## What is being asked
Reproduce word for word the stretch of the entries below from the line containing "Each instance of the sky" through the end of the entries.

## Entries supplied
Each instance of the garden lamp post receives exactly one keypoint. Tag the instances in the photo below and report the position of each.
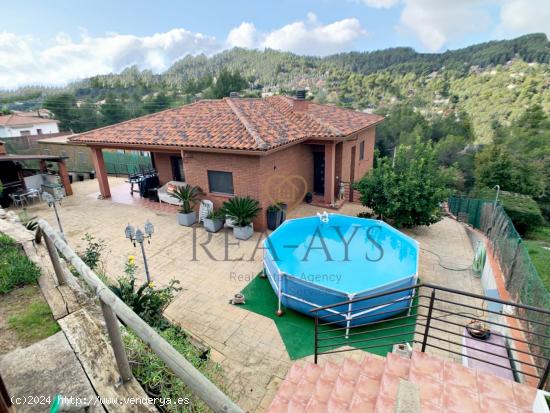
(137, 235)
(52, 201)
(497, 187)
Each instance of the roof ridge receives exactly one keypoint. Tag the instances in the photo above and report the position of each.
(248, 126)
(325, 125)
(140, 117)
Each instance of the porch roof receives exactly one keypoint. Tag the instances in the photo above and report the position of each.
(235, 124)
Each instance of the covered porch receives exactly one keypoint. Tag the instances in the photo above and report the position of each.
(18, 180)
(334, 171)
(166, 164)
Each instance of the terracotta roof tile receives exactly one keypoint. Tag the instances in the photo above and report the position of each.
(234, 123)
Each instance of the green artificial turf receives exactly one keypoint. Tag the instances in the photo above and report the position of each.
(297, 330)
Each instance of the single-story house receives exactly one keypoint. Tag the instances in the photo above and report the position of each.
(18, 125)
(264, 148)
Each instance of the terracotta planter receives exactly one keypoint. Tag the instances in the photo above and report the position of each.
(212, 225)
(243, 233)
(187, 219)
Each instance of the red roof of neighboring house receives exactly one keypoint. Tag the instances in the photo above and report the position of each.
(234, 123)
(18, 120)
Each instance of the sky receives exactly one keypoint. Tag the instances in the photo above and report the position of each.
(57, 41)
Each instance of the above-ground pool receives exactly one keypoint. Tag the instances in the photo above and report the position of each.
(321, 260)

## The result
Each instance of the sky receives exactly one keypoint. Tag the instances in the photo above and report the position of each.
(57, 41)
Each instance of the above-ground pool receives exactly one keypoint. Tag the instances in the photo above and report the position of each.
(321, 260)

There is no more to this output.